● TASKS TO PERFORM
1. In the passage on intuition, where does La Forge think the Romulans will be caught?
2. Please check each statement against the passage on intuition, answering yes or no and quoting the words that decide it: (a) Data says the facts so far point to the conclusion that he is not a defector. (b) La Forge holds that you should always go with your gut. (c) Data asks what a person does who has no instinct or intuition.
3. Extend the passage on intuition, picking up after its final sentence.

Data: They can lead to the wrong conclusions but they cannot lie.
La Forge: Yeah, what do you think? Is he a defector or not?
Data: The facts to date would lead to the objective conclusion that he is not.
La Forge: Well . . . somehow I think we’re going to catch the Romulans with their pants down on Nelvana III, just like he says.
Data: With their pants . . . ?
La Forge: A metaphor. Catching them in the act.
Data: Because your gut tells you so?
La Forge: Exactly. But you can’t always go with your gut, either. It’s . . . Well, it’s a combination, Data. All right, I’ll put it to you this way. All these feelings that get in the way of human judgment, that confuse the hell out of us that make us second guess ourselves – well, we need them. We need them to . . . help us fill in the missing pieces because we almost never have all the facts.
Data: So a person fills in the missing pieces of the puzzle with his own personality, resulting in a conclusion based as much on instinct and intuition as on fact.
La Forge: Now you’re getting it.
Data: Hmm . . . But what does one do if he has no instinct or intuition?
With this background let’s delve into the definition’s implications, intuition’s nature and the connection to cognition.
Implication of Emotions’ Connection to Intuition
Expressed positively, the major implication of this intuition definition is that our emotions have a great capacity to give us insights. It’s a matter of appreciating how they come into play and of setting the right expectations for what they have to say. As for Omega Z Advsiors’ work, our focus is on intuition’s influencing and problem-solving aspects.

● PROVIDED INFORMATION

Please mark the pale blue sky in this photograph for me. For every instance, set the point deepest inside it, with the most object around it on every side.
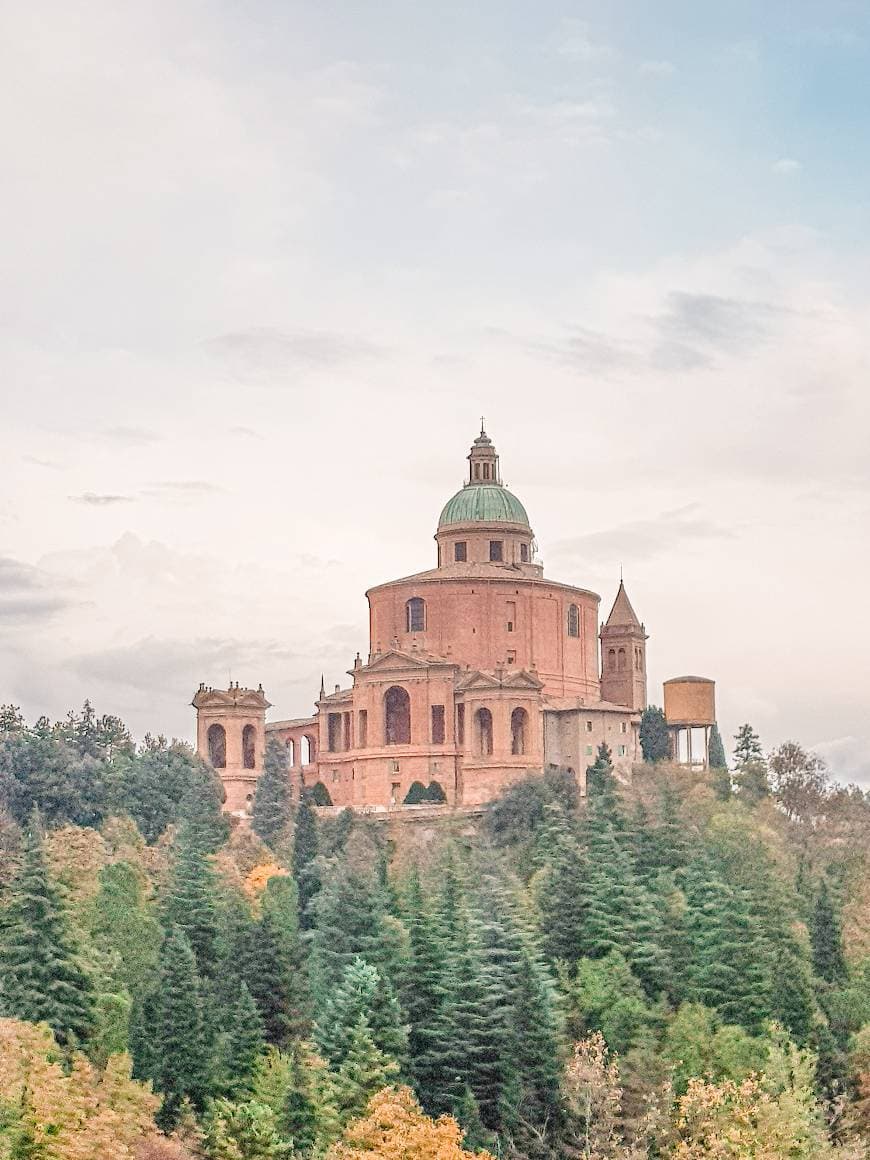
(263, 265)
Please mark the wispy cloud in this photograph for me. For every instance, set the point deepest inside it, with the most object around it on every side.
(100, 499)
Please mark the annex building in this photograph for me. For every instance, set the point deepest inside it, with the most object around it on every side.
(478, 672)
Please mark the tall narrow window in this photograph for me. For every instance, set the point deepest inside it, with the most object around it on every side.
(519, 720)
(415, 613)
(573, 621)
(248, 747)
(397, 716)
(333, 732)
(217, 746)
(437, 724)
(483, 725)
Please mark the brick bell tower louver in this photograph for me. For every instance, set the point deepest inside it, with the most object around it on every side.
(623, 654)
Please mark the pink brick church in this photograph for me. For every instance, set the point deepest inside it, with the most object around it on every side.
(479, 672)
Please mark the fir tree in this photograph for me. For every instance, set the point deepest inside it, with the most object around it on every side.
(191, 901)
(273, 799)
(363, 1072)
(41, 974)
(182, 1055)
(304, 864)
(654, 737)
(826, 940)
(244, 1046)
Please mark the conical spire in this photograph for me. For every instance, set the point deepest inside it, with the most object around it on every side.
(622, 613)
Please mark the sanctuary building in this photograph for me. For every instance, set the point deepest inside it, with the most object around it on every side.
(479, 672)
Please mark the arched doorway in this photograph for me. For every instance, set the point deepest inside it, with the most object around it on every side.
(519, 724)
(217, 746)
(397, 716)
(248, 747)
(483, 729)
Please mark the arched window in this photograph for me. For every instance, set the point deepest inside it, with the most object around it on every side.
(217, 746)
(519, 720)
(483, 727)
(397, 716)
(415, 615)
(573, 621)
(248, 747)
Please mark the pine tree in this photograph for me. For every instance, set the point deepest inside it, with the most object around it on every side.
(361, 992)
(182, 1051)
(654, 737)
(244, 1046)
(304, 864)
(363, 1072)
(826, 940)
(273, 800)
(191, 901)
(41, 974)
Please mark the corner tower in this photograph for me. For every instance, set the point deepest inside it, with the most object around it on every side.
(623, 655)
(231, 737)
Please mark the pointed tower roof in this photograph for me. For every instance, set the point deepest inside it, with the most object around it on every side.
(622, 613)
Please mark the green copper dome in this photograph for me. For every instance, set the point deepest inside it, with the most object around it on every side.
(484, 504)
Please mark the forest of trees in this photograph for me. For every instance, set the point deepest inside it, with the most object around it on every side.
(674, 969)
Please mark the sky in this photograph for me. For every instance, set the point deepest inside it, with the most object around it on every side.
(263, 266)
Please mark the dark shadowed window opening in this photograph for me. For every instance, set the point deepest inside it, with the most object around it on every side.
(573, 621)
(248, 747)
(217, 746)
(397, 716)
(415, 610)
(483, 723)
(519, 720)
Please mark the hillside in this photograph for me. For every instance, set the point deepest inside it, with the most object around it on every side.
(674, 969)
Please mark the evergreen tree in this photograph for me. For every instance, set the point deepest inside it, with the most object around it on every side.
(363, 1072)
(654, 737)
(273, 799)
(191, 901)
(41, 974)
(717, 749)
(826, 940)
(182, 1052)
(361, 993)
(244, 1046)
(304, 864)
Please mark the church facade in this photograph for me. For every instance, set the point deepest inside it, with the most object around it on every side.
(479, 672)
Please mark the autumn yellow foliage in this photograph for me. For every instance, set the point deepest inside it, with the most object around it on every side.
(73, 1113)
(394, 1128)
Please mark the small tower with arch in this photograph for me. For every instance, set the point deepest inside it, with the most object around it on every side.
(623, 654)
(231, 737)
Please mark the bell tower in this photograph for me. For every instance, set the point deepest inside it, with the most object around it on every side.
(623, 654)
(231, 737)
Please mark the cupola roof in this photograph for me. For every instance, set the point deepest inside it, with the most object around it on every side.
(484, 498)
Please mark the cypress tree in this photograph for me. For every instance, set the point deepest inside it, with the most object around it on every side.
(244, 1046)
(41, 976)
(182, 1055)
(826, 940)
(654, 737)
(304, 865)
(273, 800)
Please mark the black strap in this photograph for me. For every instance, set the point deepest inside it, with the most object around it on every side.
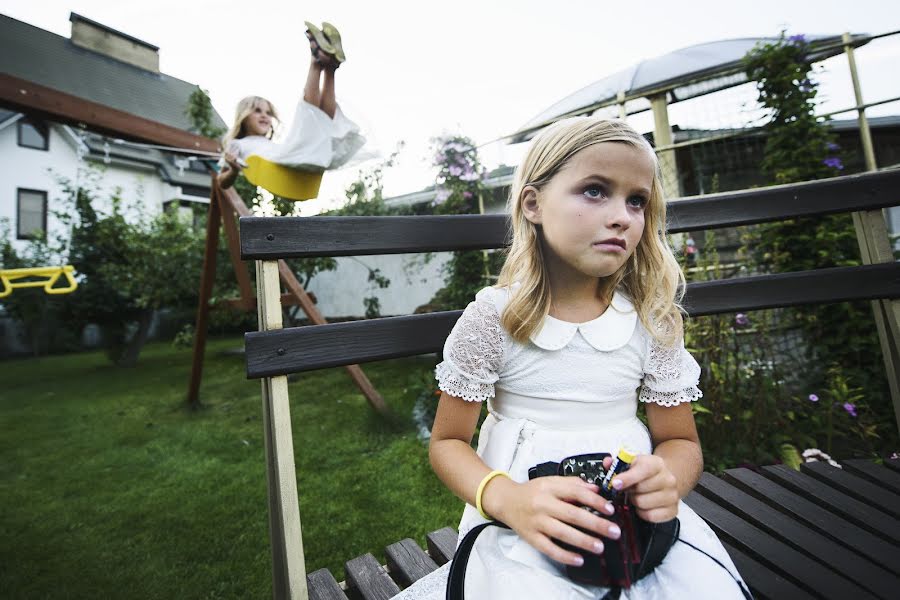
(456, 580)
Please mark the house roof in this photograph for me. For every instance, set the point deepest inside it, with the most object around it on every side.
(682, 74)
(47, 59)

● EXERCISE RESPONSES
1. On Nelvana III.

2.
(a) Yes: "The facts to date would lead to the objective conclusion that he is not."
(b) No: "But you can’t always go with your gut, either."
(c) Yes: "But what does one do if he has no instinct or intuition?"

3.
For many, the definition raises questions about their preconceived ideas of emotions. Outside of giving us an indicator of how we are feeling about our state of being, we often don’t consider them as sources of knowledge. In our everyday lives, we frequently discount, ignore, disbelieve, suppress and deny our feelings in favor of pure rationality. Consequently, since emotions heavily weigh into all human decisions and actions no matter how much we think we are filtering them, if we do not account for them, then we increase the likelihood of error.
As the definition implies, intuition is a process involving acquiring and making. Therefore, as is true with any process, it’s important to understand the nature of its output. For if we expect intuition to produce the same kind of output we’ve come to learn and expect from cognition, we will overlook its value.
Intuition’s nature is imprecise and comprehensive. The best metaphor for explaining this nature is a picture: even though its more comprehensive than a set of words (“a picture is worth a thousand words”) the exact message is often imprecise when compared to the precision of actual sentences. Moreover, the words used to describe a picture could vary by person.
This nature is why intuition can expand your influence and your problem solving. Its net is very large. While some are deterred by its imprecision, precision is not always necessary. Sometimes you only need to know you’re in California; knowing whether you’re in some city of California is irrelevant.
How does this translate to our real-life, daily activity? Well, it does so in three ways: intuition provides direction, can operate unconsciously and shows itself in all our words and actions.
First, we need to realize that our emotions may not be precise in what they tell us, but they will say a lot about how we feel about things. While these feelings may not be able to give us the specifics we like in a well reasoned thought, they can guide us in the right direction if we let them.
Second, emotions are imprecise so that means how they consciously affect us is also imprecise. Some are extremely salient, others subliminal. Therefore, an important aspect of intuition’s nature is that it can function unconsciously – without our awareness. The degree to which we are conscious of these emotions has no bearing on their intuitive influence. As a result, intuition, the processing of emotions, will operate at all times whether we think it is or not.
Third, intuition manifests itself in all our words and actions. Since intuition is imprecise, frequently operates unconsciously and at all times, these are the ways we can observe its work. Intuition plays a role in every decision we make whether we believe it or not. This even includes such routine decisions as the things we buy, the clothes we wear, the movies we see, the games we play and the books we read.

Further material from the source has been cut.